> **Task objective**: From the entries, copy out every line in which the word "below" is found.

(Data listing)

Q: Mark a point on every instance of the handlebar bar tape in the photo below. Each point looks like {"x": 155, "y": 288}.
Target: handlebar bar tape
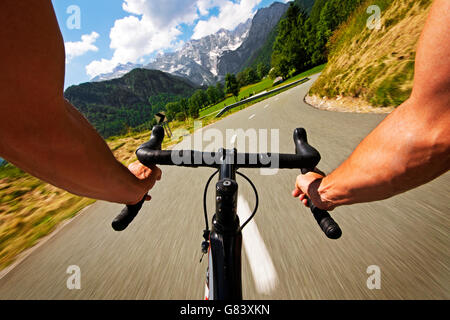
{"x": 128, "y": 213}
{"x": 323, "y": 218}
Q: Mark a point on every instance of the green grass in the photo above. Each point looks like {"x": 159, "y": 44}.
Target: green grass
{"x": 10, "y": 171}
{"x": 265, "y": 84}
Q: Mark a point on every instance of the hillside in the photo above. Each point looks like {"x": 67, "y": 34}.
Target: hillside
{"x": 264, "y": 53}
{"x": 372, "y": 68}
{"x": 263, "y": 23}
{"x": 130, "y": 101}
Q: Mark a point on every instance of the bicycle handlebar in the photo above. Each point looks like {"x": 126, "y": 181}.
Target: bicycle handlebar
{"x": 305, "y": 158}
{"x": 128, "y": 213}
{"x": 323, "y": 218}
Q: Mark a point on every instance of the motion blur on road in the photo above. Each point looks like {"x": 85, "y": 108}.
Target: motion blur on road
{"x": 285, "y": 255}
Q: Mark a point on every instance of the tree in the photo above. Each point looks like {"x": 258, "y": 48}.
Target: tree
{"x": 231, "y": 85}
{"x": 214, "y": 95}
{"x": 262, "y": 70}
{"x": 197, "y": 101}
{"x": 172, "y": 108}
{"x": 251, "y": 75}
{"x": 184, "y": 107}
{"x": 220, "y": 91}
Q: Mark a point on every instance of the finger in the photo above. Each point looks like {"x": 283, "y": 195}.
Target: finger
{"x": 156, "y": 171}
{"x": 305, "y": 202}
{"x": 317, "y": 170}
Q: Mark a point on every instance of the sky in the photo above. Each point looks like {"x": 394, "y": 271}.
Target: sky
{"x": 101, "y": 34}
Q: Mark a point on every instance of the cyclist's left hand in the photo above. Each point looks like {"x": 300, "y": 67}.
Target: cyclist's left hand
{"x": 147, "y": 177}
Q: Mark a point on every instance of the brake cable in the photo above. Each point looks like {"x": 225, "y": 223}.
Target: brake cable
{"x": 206, "y": 231}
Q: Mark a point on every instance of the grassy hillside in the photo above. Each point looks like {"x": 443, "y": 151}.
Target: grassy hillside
{"x": 374, "y": 66}
{"x": 130, "y": 101}
{"x": 264, "y": 54}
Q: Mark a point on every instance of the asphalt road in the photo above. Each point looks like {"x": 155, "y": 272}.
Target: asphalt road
{"x": 157, "y": 257}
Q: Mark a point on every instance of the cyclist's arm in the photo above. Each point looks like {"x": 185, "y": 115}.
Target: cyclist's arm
{"x": 40, "y": 131}
{"x": 411, "y": 146}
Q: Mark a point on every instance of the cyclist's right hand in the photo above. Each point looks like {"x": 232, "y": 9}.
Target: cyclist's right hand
{"x": 307, "y": 185}
{"x": 147, "y": 177}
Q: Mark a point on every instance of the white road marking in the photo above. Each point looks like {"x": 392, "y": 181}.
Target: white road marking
{"x": 233, "y": 139}
{"x": 263, "y": 270}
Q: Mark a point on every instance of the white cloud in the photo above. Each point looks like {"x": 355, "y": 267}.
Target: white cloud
{"x": 155, "y": 29}
{"x": 79, "y": 48}
{"x": 155, "y": 26}
{"x": 230, "y": 16}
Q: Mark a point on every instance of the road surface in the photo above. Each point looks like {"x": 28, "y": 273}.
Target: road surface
{"x": 285, "y": 255}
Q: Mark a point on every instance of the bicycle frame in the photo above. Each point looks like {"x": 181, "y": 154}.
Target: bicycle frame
{"x": 224, "y": 280}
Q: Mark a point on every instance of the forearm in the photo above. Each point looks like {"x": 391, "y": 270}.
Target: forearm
{"x": 407, "y": 149}
{"x": 67, "y": 152}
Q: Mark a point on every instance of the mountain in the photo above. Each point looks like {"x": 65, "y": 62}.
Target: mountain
{"x": 207, "y": 60}
{"x": 130, "y": 101}
{"x": 198, "y": 59}
{"x": 118, "y": 72}
{"x": 263, "y": 23}
{"x": 264, "y": 53}
{"x": 372, "y": 67}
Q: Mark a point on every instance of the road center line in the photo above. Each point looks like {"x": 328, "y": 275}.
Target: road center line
{"x": 263, "y": 270}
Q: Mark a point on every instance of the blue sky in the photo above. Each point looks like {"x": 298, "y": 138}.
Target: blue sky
{"x": 120, "y": 31}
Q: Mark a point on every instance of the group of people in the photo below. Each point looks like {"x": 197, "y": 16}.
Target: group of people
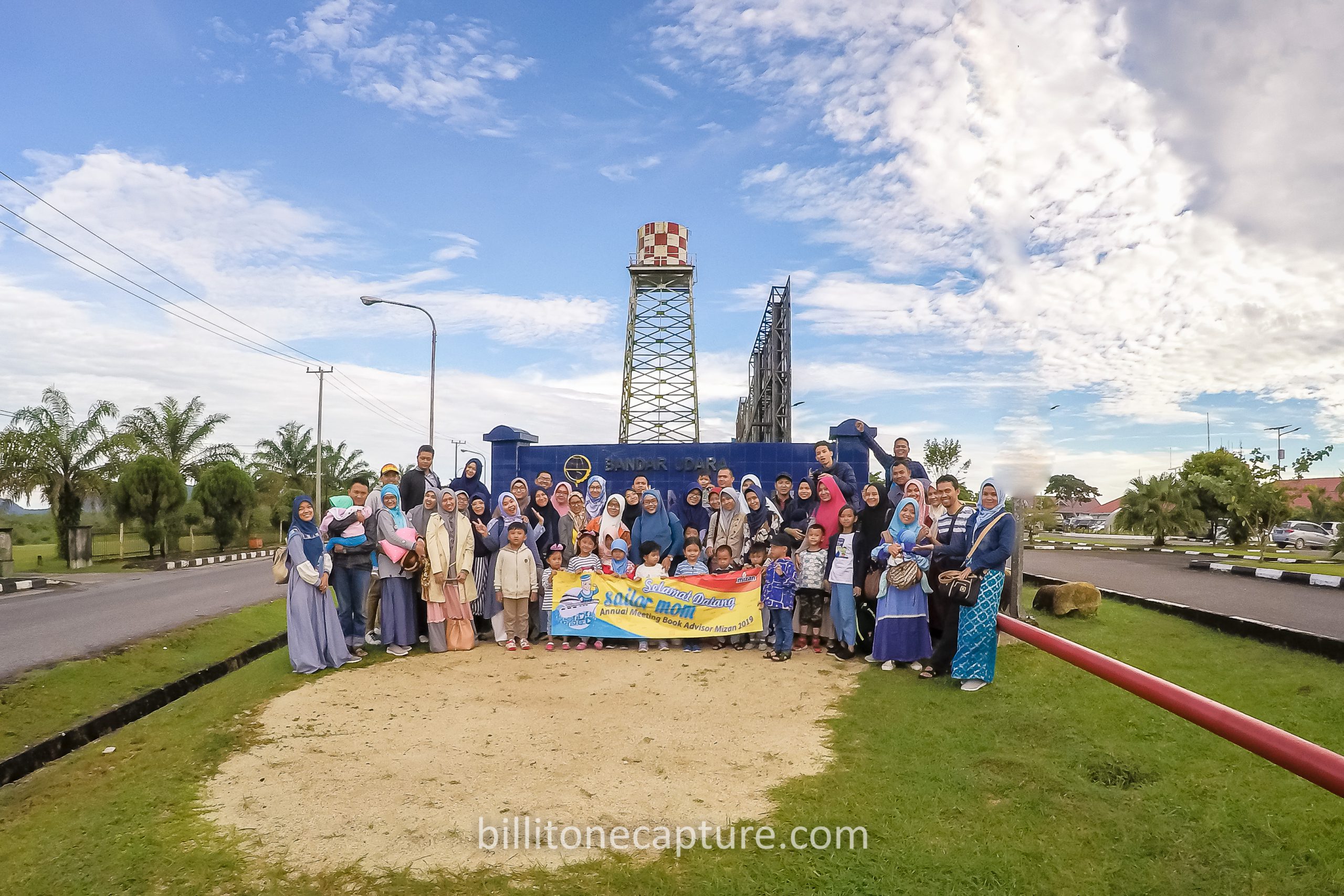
{"x": 847, "y": 570}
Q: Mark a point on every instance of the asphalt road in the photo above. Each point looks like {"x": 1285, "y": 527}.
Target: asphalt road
{"x": 1170, "y": 578}
{"x": 107, "y": 610}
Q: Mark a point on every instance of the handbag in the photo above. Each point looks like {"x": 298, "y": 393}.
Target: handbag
{"x": 904, "y": 575}
{"x": 967, "y": 592}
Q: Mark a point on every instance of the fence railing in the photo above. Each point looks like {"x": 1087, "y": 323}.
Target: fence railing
{"x": 1303, "y": 758}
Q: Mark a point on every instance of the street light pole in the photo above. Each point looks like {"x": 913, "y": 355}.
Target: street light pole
{"x": 318, "y": 487}
{"x": 433, "y": 350}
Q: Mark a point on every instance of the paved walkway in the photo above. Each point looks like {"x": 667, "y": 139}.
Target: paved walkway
{"x": 107, "y": 610}
{"x": 1170, "y": 578}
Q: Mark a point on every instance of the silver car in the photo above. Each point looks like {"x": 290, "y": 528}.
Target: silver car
{"x": 1300, "y": 534}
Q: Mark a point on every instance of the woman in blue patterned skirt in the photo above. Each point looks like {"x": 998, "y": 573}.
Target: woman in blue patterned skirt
{"x": 978, "y": 635}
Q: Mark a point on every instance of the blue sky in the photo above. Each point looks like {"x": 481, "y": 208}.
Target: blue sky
{"x": 976, "y": 234}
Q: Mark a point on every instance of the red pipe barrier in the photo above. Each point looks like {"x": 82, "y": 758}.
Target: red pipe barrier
{"x": 1303, "y": 758}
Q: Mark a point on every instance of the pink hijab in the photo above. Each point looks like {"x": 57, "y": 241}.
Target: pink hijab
{"x": 828, "y": 512}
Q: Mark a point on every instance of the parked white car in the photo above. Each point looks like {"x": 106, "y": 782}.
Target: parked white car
{"x": 1300, "y": 534}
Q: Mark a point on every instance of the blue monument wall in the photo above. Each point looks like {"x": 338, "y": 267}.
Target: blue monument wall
{"x": 670, "y": 467}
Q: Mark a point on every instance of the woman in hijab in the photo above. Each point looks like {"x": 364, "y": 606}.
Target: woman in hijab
{"x": 632, "y": 508}
{"x": 594, "y": 498}
{"x": 611, "y": 527}
{"x": 486, "y": 606}
{"x": 694, "y": 513}
{"x": 656, "y": 524}
{"x": 830, "y": 500}
{"x": 315, "y": 636}
{"x": 902, "y": 614}
{"x": 471, "y": 483}
{"x": 992, "y": 542}
{"x": 449, "y": 546}
{"x": 762, "y": 518}
{"x": 874, "y": 519}
{"x": 546, "y": 516}
{"x": 398, "y": 599}
{"x": 728, "y": 524}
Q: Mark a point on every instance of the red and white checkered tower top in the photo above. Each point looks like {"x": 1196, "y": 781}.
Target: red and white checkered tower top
{"x": 662, "y": 242}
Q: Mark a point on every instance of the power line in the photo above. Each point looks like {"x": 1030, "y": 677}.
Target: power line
{"x": 166, "y": 279}
{"x": 381, "y": 410}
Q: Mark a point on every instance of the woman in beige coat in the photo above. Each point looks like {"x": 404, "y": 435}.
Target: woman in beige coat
{"x": 449, "y": 547}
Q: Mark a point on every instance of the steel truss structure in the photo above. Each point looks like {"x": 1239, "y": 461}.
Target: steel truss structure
{"x": 766, "y": 413}
{"x": 659, "y": 397}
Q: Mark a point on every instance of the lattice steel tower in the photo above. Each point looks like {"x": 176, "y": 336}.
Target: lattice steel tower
{"x": 766, "y": 413}
{"x": 659, "y": 400}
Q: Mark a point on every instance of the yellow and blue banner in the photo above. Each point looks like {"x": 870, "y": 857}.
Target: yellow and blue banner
{"x": 697, "y": 606}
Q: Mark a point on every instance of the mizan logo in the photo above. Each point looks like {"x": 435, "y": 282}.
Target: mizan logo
{"x": 577, "y": 468}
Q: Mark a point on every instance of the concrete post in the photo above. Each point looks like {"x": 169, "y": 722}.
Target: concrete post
{"x": 6, "y": 554}
{"x": 81, "y": 547}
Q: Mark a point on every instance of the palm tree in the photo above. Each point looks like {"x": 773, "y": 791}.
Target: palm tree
{"x": 288, "y": 458}
{"x": 1160, "y": 507}
{"x": 46, "y": 449}
{"x": 340, "y": 465}
{"x": 181, "y": 433}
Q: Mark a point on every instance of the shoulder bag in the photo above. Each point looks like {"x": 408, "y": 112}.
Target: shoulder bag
{"x": 967, "y": 592}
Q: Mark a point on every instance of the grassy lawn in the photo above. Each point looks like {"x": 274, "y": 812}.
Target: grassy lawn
{"x": 46, "y": 702}
{"x": 1049, "y": 782}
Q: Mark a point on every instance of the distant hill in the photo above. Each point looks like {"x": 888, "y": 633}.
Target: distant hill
{"x": 14, "y": 510}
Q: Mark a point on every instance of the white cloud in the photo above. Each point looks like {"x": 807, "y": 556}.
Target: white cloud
{"x": 428, "y": 69}
{"x": 625, "y": 171}
{"x": 654, "y": 83}
{"x": 1004, "y": 155}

(End Data listing)

> **Answer section**:
Q: Mark a point on every instance of the handlebar bar tape in the photo below. Each point looks like {"x": 155, "y": 288}.
Q: Mark a point on every instance of the group of people in the photo below. Each point looks like {"x": 197, "y": 16}.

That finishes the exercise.